_TASK TO COMPLETE_. Rewrite the rows below, replacing every occurrence of "rough mask" with "coarse mask" and leaving everything else unchanged.

======== EXTRACTED DATA ========

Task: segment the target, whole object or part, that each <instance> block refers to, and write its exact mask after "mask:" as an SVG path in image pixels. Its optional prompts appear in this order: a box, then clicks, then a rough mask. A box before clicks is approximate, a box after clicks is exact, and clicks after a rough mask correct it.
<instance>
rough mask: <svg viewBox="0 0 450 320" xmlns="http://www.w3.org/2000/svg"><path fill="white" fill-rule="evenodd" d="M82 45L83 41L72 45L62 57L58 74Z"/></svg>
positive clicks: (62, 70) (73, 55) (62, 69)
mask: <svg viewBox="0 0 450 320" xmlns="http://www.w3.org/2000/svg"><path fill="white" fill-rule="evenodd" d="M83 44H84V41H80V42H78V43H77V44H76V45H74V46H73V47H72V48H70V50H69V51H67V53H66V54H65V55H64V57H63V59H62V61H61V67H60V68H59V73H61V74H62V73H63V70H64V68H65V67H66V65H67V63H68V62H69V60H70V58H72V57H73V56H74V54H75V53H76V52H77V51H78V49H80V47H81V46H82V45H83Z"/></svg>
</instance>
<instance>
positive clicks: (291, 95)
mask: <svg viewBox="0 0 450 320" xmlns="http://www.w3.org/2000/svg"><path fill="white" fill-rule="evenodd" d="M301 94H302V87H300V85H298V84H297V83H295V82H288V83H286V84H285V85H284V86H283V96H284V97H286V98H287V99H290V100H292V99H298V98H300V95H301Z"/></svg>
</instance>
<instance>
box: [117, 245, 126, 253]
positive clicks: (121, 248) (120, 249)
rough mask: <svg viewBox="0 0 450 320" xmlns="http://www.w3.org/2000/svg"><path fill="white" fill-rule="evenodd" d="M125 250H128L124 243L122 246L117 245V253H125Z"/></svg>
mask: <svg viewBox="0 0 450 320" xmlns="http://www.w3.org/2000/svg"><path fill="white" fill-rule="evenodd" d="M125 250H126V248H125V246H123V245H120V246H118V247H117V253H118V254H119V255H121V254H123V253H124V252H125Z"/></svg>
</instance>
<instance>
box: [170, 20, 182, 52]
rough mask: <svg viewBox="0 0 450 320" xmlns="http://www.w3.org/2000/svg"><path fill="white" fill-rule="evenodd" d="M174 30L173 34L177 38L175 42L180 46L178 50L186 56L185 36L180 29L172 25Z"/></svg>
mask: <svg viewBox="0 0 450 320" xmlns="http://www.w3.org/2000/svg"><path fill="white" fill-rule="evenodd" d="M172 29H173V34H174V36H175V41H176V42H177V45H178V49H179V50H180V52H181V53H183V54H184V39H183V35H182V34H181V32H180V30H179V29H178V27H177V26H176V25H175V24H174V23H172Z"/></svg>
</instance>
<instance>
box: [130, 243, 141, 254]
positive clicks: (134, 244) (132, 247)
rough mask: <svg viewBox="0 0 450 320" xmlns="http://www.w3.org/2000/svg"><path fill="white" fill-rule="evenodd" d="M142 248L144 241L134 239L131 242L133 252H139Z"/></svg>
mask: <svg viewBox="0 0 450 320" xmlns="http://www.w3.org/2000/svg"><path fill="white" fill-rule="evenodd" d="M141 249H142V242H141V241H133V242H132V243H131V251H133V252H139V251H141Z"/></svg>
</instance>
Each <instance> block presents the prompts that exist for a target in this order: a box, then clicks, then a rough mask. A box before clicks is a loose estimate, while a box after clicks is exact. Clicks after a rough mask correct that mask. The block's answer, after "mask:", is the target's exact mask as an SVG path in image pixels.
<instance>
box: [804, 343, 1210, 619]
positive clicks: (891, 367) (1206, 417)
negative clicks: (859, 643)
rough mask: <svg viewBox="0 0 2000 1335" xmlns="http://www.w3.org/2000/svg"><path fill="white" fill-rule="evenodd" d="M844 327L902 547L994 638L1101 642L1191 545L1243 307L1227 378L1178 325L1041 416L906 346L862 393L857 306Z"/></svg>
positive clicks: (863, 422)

========

_FINISHED TASK_.
Task: segment the target, whole object or part, that each <instance> block refers to, and write its exact mask after "mask:" as an SVG path in image pixels. Its optional prompts appear in this order: a box, then clicks, then a coarse mask. A box before clicks is approximate, a box after clicks is exact, and clicks after a coarse mask correct it.
<instance>
coarse mask: <svg viewBox="0 0 450 320" xmlns="http://www.w3.org/2000/svg"><path fill="white" fill-rule="evenodd" d="M82 45L83 41L72 45L62 57L58 74Z"/></svg>
positive clicks: (62, 70) (73, 55) (62, 69)
mask: <svg viewBox="0 0 450 320" xmlns="http://www.w3.org/2000/svg"><path fill="white" fill-rule="evenodd" d="M83 44H84V41H80V42H78V43H77V44H76V45H74V46H73V47H72V48H70V50H69V51H67V53H66V54H65V55H64V57H63V59H62V61H61V67H60V68H59V73H61V74H62V73H63V70H64V68H65V67H66V65H67V63H68V62H69V60H70V58H72V57H73V56H74V54H75V53H76V52H77V51H78V49H80V47H81V46H82V45H83Z"/></svg>
</instance>
<instance>
positive clicks: (291, 95)
mask: <svg viewBox="0 0 450 320" xmlns="http://www.w3.org/2000/svg"><path fill="white" fill-rule="evenodd" d="M301 94H302V87H300V85H298V84H297V83H295V82H288V83H286V84H285V85H284V86H283V96H284V97H286V98H287V99H290V100H292V99H298V98H300V95H301Z"/></svg>
</instance>
<instance>
box: [117, 245, 126, 253]
positive clicks: (121, 248) (120, 249)
coarse mask: <svg viewBox="0 0 450 320" xmlns="http://www.w3.org/2000/svg"><path fill="white" fill-rule="evenodd" d="M125 250H128L124 243L122 246L117 245V253H125Z"/></svg>
mask: <svg viewBox="0 0 450 320" xmlns="http://www.w3.org/2000/svg"><path fill="white" fill-rule="evenodd" d="M125 250H126V248H125V246H123V245H120V246H118V247H117V253H118V254H119V255H121V254H123V253H124V252H125Z"/></svg>
</instance>
<instance>
box: [170, 20, 182, 52]
coarse mask: <svg viewBox="0 0 450 320" xmlns="http://www.w3.org/2000/svg"><path fill="white" fill-rule="evenodd" d="M174 30L173 34L177 38L175 42L180 46L178 50L186 56L185 36L180 29L172 25Z"/></svg>
mask: <svg viewBox="0 0 450 320" xmlns="http://www.w3.org/2000/svg"><path fill="white" fill-rule="evenodd" d="M172 29H173V34H174V36H175V41H176V42H177V45H178V49H179V50H180V52H181V53H183V54H184V39H183V35H182V34H181V32H180V30H179V29H178V27H177V26H176V25H175V24H174V23H172Z"/></svg>
</instance>
<instance>
box: [130, 243, 141, 254]
positive clicks: (134, 244) (132, 247)
coarse mask: <svg viewBox="0 0 450 320" xmlns="http://www.w3.org/2000/svg"><path fill="white" fill-rule="evenodd" d="M142 248L144 241L134 239L131 242L133 252H139Z"/></svg>
mask: <svg viewBox="0 0 450 320" xmlns="http://www.w3.org/2000/svg"><path fill="white" fill-rule="evenodd" d="M141 249H142V242H141V241H133V242H132V243H131V251H133V252H139V251H141Z"/></svg>
</instance>
Each <instance> block presents the prompts that exist for a target in this order: a box, then clicks, then a coarse mask. A box before clicks is a loose estimate, while a box after clicks is exact. Clicks after a coarse mask correct that mask. The block's answer, after "mask:", is the target's exact mask as an SVG path in image pixels.
<instance>
box: [804, 343, 1210, 619]
positive clicks: (891, 367) (1206, 417)
negative clicks: (859, 643)
coarse mask: <svg viewBox="0 0 2000 1335" xmlns="http://www.w3.org/2000/svg"><path fill="white" fill-rule="evenodd" d="M844 327L902 547L994 638L1101 642L1191 545L1243 307L1227 378L1178 325L1041 416L906 346L862 393L857 306Z"/></svg>
positive clicks: (863, 422)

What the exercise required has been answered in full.